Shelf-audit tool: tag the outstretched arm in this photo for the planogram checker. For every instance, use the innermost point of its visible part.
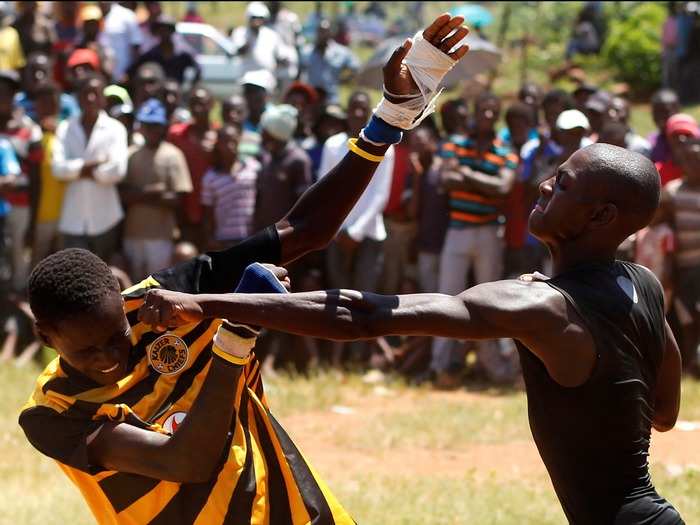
(667, 397)
(316, 217)
(531, 312)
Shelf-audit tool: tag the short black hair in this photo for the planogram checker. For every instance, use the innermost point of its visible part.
(69, 283)
(47, 89)
(486, 96)
(664, 96)
(520, 110)
(558, 96)
(90, 77)
(631, 179)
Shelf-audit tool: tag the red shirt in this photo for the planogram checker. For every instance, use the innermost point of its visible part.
(517, 215)
(199, 160)
(25, 136)
(668, 170)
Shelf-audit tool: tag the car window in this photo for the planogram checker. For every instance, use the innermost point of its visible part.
(203, 45)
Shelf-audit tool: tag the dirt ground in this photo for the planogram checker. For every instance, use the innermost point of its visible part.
(316, 434)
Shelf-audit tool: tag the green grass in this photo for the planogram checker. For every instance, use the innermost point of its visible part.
(467, 500)
(399, 420)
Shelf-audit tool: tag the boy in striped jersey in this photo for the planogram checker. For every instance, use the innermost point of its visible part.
(681, 199)
(479, 172)
(159, 426)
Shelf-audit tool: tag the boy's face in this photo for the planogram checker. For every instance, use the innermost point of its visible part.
(486, 114)
(153, 134)
(7, 96)
(562, 212)
(662, 111)
(227, 143)
(519, 128)
(691, 161)
(234, 110)
(97, 344)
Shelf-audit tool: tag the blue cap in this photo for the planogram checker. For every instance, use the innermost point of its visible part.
(152, 112)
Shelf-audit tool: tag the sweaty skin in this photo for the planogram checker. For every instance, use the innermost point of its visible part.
(309, 225)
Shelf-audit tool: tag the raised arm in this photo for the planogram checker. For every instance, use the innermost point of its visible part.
(667, 397)
(466, 179)
(316, 217)
(531, 312)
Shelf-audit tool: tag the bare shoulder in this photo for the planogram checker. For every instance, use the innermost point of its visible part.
(522, 296)
(519, 307)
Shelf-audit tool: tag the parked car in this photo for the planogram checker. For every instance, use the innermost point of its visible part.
(214, 53)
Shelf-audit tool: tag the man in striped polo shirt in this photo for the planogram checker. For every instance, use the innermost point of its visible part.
(681, 197)
(479, 173)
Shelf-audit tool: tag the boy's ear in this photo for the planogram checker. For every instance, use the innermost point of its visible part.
(42, 335)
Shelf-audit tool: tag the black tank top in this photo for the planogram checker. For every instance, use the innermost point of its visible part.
(594, 439)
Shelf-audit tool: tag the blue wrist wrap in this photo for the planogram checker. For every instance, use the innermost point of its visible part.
(379, 131)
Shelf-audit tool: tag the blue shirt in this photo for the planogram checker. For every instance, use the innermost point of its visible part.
(504, 135)
(9, 165)
(323, 70)
(68, 106)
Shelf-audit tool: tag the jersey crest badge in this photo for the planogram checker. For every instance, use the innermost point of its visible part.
(168, 354)
(627, 286)
(173, 421)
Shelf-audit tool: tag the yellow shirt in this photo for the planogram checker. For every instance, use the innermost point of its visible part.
(52, 189)
(263, 478)
(11, 55)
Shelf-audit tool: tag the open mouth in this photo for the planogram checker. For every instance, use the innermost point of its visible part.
(540, 206)
(110, 369)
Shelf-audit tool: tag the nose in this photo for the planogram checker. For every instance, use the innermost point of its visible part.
(546, 187)
(106, 357)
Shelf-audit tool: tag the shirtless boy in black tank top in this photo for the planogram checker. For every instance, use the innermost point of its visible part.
(601, 365)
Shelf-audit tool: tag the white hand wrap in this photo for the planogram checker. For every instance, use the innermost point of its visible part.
(428, 66)
(237, 343)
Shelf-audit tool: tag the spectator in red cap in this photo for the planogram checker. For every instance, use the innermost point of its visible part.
(91, 25)
(81, 64)
(304, 98)
(36, 30)
(679, 128)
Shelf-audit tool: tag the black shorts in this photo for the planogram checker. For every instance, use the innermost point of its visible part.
(648, 510)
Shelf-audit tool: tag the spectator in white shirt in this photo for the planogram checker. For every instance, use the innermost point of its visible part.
(355, 257)
(122, 34)
(260, 47)
(90, 153)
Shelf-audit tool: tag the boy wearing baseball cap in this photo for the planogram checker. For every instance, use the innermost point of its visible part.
(156, 178)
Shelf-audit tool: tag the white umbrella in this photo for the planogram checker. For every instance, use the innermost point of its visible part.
(483, 56)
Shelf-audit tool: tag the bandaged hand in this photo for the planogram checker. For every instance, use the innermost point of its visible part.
(414, 71)
(234, 341)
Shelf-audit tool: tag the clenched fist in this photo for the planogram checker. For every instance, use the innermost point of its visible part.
(164, 309)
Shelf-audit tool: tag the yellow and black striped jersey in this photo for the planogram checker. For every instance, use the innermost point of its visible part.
(262, 477)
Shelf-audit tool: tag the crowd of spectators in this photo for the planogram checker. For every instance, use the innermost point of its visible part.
(102, 148)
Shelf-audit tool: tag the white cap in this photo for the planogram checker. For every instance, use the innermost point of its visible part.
(280, 121)
(571, 119)
(257, 10)
(260, 77)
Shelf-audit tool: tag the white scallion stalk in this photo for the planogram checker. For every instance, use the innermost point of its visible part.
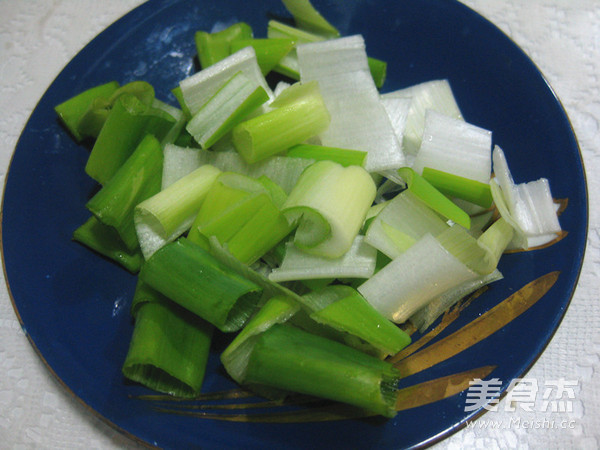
(163, 217)
(283, 170)
(359, 121)
(404, 220)
(436, 95)
(413, 279)
(528, 207)
(200, 87)
(358, 262)
(455, 146)
(237, 98)
(174, 112)
(397, 109)
(329, 203)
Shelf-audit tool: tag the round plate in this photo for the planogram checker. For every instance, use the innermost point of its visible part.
(73, 304)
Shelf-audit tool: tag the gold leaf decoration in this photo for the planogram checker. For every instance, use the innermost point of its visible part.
(480, 328)
(438, 389)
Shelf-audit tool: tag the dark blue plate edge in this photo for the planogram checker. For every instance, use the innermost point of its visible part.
(108, 30)
(558, 318)
(142, 9)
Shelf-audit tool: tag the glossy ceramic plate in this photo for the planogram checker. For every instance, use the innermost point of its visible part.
(73, 304)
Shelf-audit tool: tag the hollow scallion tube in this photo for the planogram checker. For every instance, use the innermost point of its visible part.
(434, 198)
(214, 47)
(72, 110)
(401, 222)
(128, 122)
(240, 212)
(168, 350)
(237, 98)
(302, 116)
(268, 51)
(456, 186)
(345, 157)
(105, 240)
(308, 18)
(93, 120)
(329, 203)
(168, 214)
(285, 357)
(406, 284)
(344, 309)
(358, 262)
(191, 277)
(136, 180)
(288, 65)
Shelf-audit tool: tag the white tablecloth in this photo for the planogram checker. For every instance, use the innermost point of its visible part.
(37, 38)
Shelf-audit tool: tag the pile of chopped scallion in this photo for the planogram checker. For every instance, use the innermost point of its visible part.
(310, 218)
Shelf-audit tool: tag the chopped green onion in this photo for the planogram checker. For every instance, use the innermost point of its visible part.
(278, 309)
(106, 241)
(457, 186)
(191, 277)
(200, 87)
(402, 221)
(232, 102)
(268, 51)
(282, 170)
(344, 309)
(285, 357)
(528, 207)
(455, 146)
(168, 350)
(136, 180)
(300, 116)
(358, 119)
(434, 95)
(329, 202)
(308, 18)
(288, 65)
(240, 213)
(214, 47)
(72, 110)
(434, 198)
(343, 156)
(126, 125)
(414, 278)
(168, 214)
(357, 262)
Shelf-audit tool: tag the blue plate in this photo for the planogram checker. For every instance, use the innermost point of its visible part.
(73, 305)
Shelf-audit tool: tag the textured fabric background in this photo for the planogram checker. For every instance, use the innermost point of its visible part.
(38, 37)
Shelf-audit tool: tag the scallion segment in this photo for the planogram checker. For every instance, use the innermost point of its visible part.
(168, 349)
(72, 110)
(191, 277)
(214, 47)
(434, 198)
(344, 309)
(237, 98)
(105, 240)
(126, 125)
(329, 203)
(136, 180)
(287, 358)
(168, 214)
(298, 118)
(460, 187)
(268, 51)
(240, 212)
(414, 278)
(345, 157)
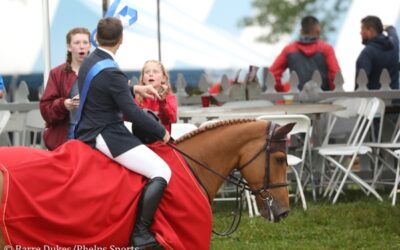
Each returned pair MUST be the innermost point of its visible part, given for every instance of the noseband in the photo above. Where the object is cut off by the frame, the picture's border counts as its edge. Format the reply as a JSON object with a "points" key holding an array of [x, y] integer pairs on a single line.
{"points": [[271, 146], [279, 145]]}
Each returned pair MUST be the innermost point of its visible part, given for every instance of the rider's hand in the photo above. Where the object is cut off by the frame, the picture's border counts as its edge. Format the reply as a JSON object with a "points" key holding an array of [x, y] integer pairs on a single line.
{"points": [[71, 104], [167, 137]]}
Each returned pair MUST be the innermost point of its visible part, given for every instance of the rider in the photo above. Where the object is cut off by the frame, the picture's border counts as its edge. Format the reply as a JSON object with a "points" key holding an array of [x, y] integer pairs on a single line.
{"points": [[101, 125]]}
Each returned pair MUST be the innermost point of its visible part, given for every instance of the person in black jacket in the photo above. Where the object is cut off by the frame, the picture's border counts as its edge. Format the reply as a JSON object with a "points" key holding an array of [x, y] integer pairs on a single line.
{"points": [[108, 103], [380, 52]]}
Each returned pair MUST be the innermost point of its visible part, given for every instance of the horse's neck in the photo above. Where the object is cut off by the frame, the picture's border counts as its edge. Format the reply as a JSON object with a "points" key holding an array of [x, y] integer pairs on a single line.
{"points": [[219, 149]]}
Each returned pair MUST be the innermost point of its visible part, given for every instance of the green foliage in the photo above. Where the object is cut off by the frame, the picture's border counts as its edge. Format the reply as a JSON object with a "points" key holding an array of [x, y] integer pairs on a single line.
{"points": [[283, 16], [355, 222]]}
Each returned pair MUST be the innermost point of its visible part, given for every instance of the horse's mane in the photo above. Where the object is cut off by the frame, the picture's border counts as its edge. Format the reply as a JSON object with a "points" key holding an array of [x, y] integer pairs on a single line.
{"points": [[213, 126]]}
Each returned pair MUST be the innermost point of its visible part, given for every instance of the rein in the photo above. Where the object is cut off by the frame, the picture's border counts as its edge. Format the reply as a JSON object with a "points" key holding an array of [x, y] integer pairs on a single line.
{"points": [[239, 183]]}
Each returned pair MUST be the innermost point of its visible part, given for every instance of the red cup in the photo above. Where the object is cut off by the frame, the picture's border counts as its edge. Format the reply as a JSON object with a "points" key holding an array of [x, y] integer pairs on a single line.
{"points": [[205, 101]]}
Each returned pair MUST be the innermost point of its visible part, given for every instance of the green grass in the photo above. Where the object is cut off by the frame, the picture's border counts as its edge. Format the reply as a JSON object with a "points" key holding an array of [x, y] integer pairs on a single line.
{"points": [[354, 222]]}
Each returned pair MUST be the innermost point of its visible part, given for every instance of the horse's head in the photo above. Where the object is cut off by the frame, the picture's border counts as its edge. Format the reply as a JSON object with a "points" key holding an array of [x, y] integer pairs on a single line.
{"points": [[266, 174]]}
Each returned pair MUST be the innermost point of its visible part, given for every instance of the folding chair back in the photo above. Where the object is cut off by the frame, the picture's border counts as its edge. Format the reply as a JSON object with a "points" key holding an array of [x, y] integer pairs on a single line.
{"points": [[4, 117], [34, 126], [354, 109], [335, 153]]}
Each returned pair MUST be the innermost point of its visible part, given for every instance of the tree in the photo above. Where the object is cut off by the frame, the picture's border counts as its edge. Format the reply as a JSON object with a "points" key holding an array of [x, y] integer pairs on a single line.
{"points": [[282, 16]]}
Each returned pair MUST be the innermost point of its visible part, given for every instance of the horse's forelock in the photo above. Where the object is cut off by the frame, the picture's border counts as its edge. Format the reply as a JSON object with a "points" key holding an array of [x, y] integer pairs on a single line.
{"points": [[213, 126]]}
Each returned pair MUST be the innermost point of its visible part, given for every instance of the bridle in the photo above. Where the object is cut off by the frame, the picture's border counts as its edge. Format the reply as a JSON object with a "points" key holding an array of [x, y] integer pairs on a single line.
{"points": [[264, 192], [271, 145]]}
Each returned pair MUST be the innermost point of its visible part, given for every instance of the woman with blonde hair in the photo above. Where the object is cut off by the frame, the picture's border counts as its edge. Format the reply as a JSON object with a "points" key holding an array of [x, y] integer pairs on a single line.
{"points": [[154, 73]]}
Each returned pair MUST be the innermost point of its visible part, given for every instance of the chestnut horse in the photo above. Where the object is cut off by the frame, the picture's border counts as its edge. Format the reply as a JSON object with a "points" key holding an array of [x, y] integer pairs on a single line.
{"points": [[256, 148]]}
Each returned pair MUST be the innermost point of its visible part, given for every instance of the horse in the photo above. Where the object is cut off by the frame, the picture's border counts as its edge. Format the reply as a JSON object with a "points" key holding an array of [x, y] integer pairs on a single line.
{"points": [[257, 148]]}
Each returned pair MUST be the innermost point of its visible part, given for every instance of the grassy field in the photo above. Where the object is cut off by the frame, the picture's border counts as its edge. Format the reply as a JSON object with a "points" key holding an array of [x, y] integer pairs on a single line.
{"points": [[355, 222]]}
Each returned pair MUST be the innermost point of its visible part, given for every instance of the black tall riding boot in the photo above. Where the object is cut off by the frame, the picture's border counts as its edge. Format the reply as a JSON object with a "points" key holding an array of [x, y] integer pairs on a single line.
{"points": [[152, 192]]}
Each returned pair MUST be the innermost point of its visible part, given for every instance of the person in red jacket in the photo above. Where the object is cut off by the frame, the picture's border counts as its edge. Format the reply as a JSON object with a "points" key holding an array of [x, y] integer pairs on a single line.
{"points": [[154, 73], [59, 98], [305, 56]]}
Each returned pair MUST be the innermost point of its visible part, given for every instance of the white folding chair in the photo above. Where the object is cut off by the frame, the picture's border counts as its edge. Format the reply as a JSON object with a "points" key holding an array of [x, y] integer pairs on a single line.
{"points": [[179, 129], [34, 126], [397, 178], [22, 92], [4, 117], [341, 124], [303, 125], [334, 154], [392, 148]]}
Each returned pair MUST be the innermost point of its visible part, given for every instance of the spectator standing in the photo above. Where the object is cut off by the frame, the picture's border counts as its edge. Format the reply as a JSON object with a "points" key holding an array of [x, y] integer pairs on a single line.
{"points": [[380, 52], [154, 73], [60, 99], [306, 55]]}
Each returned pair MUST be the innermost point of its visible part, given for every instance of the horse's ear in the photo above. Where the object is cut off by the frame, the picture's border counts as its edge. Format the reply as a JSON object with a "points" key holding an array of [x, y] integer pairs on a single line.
{"points": [[282, 131]]}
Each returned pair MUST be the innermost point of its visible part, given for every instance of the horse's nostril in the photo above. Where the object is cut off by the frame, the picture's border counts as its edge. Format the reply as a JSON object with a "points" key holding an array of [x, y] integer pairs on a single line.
{"points": [[284, 215]]}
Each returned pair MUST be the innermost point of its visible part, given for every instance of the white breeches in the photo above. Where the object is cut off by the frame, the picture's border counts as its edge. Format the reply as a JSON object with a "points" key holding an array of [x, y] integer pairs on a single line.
{"points": [[140, 159]]}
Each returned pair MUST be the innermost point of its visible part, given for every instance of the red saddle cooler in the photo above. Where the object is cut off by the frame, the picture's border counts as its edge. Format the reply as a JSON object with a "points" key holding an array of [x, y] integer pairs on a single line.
{"points": [[76, 196]]}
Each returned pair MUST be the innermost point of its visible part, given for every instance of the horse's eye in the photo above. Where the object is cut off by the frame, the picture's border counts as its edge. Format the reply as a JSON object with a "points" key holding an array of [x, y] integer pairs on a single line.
{"points": [[281, 160]]}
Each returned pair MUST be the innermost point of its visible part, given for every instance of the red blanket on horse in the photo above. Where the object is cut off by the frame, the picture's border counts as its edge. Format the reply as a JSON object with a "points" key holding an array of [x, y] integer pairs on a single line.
{"points": [[77, 196]]}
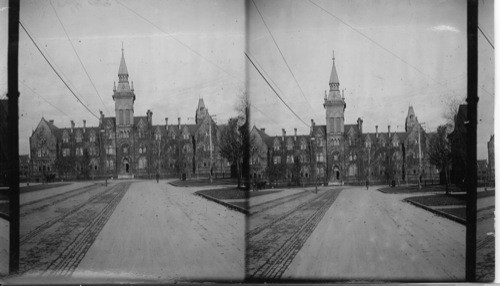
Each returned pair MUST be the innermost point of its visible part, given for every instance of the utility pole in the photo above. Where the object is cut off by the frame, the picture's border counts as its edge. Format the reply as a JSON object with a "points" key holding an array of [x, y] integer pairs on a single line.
{"points": [[13, 134], [471, 159], [210, 136]]}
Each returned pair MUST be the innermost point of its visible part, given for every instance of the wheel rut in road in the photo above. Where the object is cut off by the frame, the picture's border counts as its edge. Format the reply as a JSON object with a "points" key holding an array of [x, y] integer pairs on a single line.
{"points": [[57, 246], [272, 246], [33, 206]]}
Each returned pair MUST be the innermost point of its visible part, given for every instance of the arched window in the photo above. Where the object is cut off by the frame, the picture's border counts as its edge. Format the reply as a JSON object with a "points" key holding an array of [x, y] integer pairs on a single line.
{"points": [[142, 163], [120, 118], [127, 116]]}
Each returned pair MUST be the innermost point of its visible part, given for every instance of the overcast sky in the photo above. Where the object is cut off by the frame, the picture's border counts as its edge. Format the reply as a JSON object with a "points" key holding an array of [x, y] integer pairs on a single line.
{"points": [[203, 58], [416, 55]]}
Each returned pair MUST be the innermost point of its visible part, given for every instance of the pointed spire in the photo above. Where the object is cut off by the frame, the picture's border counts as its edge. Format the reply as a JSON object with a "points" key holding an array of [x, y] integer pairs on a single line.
{"points": [[123, 66], [334, 79]]}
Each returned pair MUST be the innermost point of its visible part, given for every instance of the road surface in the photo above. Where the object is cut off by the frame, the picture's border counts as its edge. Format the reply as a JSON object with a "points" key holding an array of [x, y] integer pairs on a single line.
{"points": [[138, 230], [362, 236]]}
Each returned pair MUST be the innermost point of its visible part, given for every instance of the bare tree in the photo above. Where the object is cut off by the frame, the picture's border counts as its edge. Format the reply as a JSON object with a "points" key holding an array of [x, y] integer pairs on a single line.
{"points": [[451, 111], [440, 152]]}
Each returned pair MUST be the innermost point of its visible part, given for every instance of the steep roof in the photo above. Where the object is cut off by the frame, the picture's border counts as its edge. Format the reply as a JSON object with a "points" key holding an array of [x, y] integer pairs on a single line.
{"points": [[334, 78], [123, 66]]}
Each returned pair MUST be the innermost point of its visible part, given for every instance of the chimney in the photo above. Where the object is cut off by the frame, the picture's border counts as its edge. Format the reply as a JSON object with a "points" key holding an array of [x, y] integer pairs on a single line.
{"points": [[360, 125]]}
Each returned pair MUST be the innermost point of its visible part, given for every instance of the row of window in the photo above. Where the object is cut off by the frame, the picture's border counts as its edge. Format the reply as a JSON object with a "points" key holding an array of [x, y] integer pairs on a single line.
{"points": [[78, 138]]}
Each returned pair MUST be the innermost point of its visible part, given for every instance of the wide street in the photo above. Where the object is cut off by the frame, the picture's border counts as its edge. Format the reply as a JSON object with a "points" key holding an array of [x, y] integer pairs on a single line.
{"points": [[351, 234], [139, 230]]}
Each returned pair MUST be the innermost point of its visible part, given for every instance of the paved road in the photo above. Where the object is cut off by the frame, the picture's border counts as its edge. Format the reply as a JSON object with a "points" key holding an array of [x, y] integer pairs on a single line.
{"points": [[368, 235], [136, 230], [164, 232], [485, 271], [279, 227], [4, 247]]}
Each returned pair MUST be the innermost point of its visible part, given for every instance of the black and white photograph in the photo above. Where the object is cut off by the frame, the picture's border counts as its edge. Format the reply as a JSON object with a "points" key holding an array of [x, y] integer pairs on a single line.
{"points": [[124, 111], [247, 141], [358, 131]]}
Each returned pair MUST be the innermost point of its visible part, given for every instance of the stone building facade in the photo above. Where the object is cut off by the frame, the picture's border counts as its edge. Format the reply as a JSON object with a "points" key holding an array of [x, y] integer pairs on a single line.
{"points": [[491, 159], [128, 146], [338, 153]]}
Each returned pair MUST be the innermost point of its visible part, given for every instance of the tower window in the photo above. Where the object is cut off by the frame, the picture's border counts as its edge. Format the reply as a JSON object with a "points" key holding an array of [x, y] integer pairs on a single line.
{"points": [[127, 117], [120, 121]]}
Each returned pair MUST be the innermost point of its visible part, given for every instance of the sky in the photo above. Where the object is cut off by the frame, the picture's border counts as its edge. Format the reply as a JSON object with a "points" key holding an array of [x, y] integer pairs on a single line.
=======
* **Exercise objective**
At the line containing "of the stone", start copying. Continue exactly through the final line of the entries above and stop there.

* **Output of the exercise**
Each returned pair MUST be the innermost point of its visible part, given for every instance of the stone building facade in the photo above. Where the object is cut off by the frame, the picture's border counts as its edge. Format the reply as a JSON object with a "points" key holding an array of [x, y] integer pairs on a single line.
{"points": [[491, 159], [128, 146], [338, 153]]}
Each returned pair MUST be the innermost point of its visible part, given for every instance of the tower window in the photo above. Where the object is cut off by the frame, the picture's border counts as its edge. Format the reply as a JSON object with a "points" key holding an array of [x, y] integer pairs on a single line.
{"points": [[127, 117], [120, 121]]}
Each returned pair MUST be the innermost point of its visible part, given for every instance of the sky in the photo above. Where the object is cut off by the frame, the picture's border counts as its edge. Format the reply as a JSON object with a "points" key holding an array of [x, y] integer pairs on a single line.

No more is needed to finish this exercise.